Shan Serafin (/ʃɔːn ˈsɛrəfɪn/ shawn-_-SERR-ə-fin; born May 17, 1972) is an American film director, screenwriter, and novelist. In both film and literature he is known for his work in the thriller and action genres. For stage, the majority of his productions fall under drama.

==Writing career==
Serafin has continually collaborated with best-selling novelist James Patterson, with whom he's co-authored The Women's War (2016), an action thriller about three female special ops; Come And Get Us (2017), a thriller about a young mother stranded in the desert; and Revenge (2017), a thriller about a hitman avenging his wife. In 2020, Patterson and Serafin collaborated for what would be their longest-running novel on the New York Times Best Seller List with Three Women Disappear (2020), which entwines the first-person accounts of three women suspected of the same murder. Serafin is known for fiction narratives featuring strong female characters often entangled in violent predicaments. His first novel Seventeen is the story of a seventeen-year old adolescent who gives herself seven days to live. His second solo-effort is Conquest, a fiction narrative of the toils of modern dating.

## GIVEN EXERCISE
Repeat the passage about Shan Serafin word for word, from its first line to its last.

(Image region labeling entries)
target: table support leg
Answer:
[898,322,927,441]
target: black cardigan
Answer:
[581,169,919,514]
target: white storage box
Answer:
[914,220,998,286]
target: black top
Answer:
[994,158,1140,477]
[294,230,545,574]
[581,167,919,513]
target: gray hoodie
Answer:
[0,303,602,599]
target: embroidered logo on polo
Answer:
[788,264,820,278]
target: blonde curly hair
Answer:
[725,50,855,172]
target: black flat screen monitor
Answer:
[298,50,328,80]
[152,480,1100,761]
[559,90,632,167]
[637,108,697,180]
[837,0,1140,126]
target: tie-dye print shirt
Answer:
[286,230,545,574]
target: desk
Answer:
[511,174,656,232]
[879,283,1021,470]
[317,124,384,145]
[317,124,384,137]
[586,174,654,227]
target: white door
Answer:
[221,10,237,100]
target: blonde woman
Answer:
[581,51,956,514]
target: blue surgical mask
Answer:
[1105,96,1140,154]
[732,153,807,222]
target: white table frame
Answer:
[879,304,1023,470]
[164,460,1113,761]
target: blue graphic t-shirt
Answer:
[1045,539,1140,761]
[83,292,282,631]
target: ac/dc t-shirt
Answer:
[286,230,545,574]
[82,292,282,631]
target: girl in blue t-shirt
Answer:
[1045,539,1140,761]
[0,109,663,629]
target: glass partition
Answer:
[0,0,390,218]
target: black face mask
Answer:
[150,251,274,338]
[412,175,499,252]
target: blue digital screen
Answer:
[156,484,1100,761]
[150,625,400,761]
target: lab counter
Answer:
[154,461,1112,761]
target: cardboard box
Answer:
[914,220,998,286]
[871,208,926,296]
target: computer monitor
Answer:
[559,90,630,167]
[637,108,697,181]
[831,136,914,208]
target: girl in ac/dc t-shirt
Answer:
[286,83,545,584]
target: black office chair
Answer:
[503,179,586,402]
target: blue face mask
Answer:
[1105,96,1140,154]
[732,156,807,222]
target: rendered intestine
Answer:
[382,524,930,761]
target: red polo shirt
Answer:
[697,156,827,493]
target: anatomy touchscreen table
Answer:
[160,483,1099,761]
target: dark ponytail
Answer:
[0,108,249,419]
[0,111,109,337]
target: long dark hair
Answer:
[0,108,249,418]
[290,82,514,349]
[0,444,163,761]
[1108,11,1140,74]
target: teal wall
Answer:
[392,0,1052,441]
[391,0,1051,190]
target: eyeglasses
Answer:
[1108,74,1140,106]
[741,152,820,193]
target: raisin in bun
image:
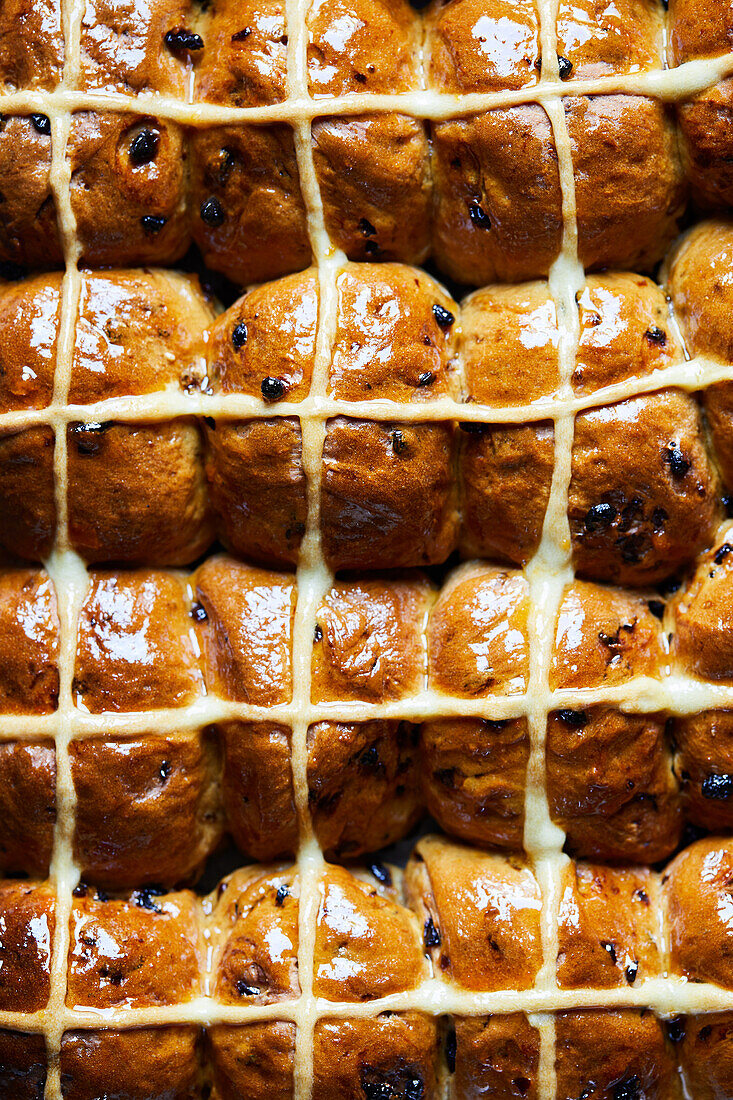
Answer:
[406,837,541,1100]
[547,581,682,862]
[426,0,562,286]
[307,0,431,263]
[189,0,310,285]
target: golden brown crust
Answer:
[0,741,56,878]
[426,0,539,92]
[420,718,529,849]
[189,124,310,286]
[672,536,733,680]
[547,581,681,862]
[458,420,555,565]
[320,417,457,570]
[73,570,203,714]
[664,219,733,363]
[452,1012,539,1100]
[568,391,719,585]
[0,569,58,714]
[313,114,433,263]
[661,839,733,989]
[79,0,188,98]
[307,0,422,96]
[208,866,299,1004]
[666,221,733,486]
[206,417,308,567]
[549,581,665,690]
[69,735,220,889]
[308,719,420,859]
[0,117,64,267]
[547,706,682,862]
[196,0,287,107]
[68,268,214,405]
[0,0,64,91]
[557,862,663,989]
[313,865,427,1002]
[555,1009,677,1100]
[572,273,682,394]
[0,881,56,1012]
[66,888,204,1009]
[557,0,664,80]
[433,103,562,286]
[66,420,214,565]
[61,1027,201,1100]
[310,574,433,703]
[0,273,62,413]
[671,711,733,833]
[668,0,733,209]
[0,427,56,561]
[406,837,543,990]
[218,722,298,861]
[428,563,529,699]
[195,558,296,706]
[207,1021,295,1100]
[307,0,431,263]
[330,264,458,404]
[566,96,685,271]
[68,111,188,266]
[313,1012,439,1100]
[677,1012,733,1100]
[207,267,318,402]
[0,1031,47,1100]
[459,283,559,406]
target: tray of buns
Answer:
[0,0,733,1100]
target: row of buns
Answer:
[7,550,733,887]
[0,0,733,285]
[0,837,733,1100]
[7,221,733,585]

## WORKED ANSWER
Shan Serafin (/ʃɔːn ˈsɛrəfɪn/ shawn-_-SERR-ə-fin; born May 17, 1972) is an American film director, screenwriter, and novelist. In both film and literature he is known for his work in the thriller and action genres. For stage, the majority of his productions fall under drama.

==Writing career==
Serafin has continually collaborated with best-selling novelist James Patterson, with whom he's co-authored The Women's War (2016), an action thriller about three female special ops; Come And Get Us (2017), a thriller about a young mother stranded in the desert; and Revenge (2017), a thriller about a hitman avenging his wife. In 2020, Patterson and Serafin collaborated for what would be their longest-running novel on the New York Times Best Seller List with Three Women Disappear (2020), which entwines the first-person accounts of three women suspected of the same murder. Serafin is known for fiction narratives featuring strong female characters often entangled in violent predicaments. His first novel Seventeen is the story of a seventeen-year old adolescent who gives herself seven days to live. His second solo-effort is Conquest, a fiction narrative of the toils of modern dating.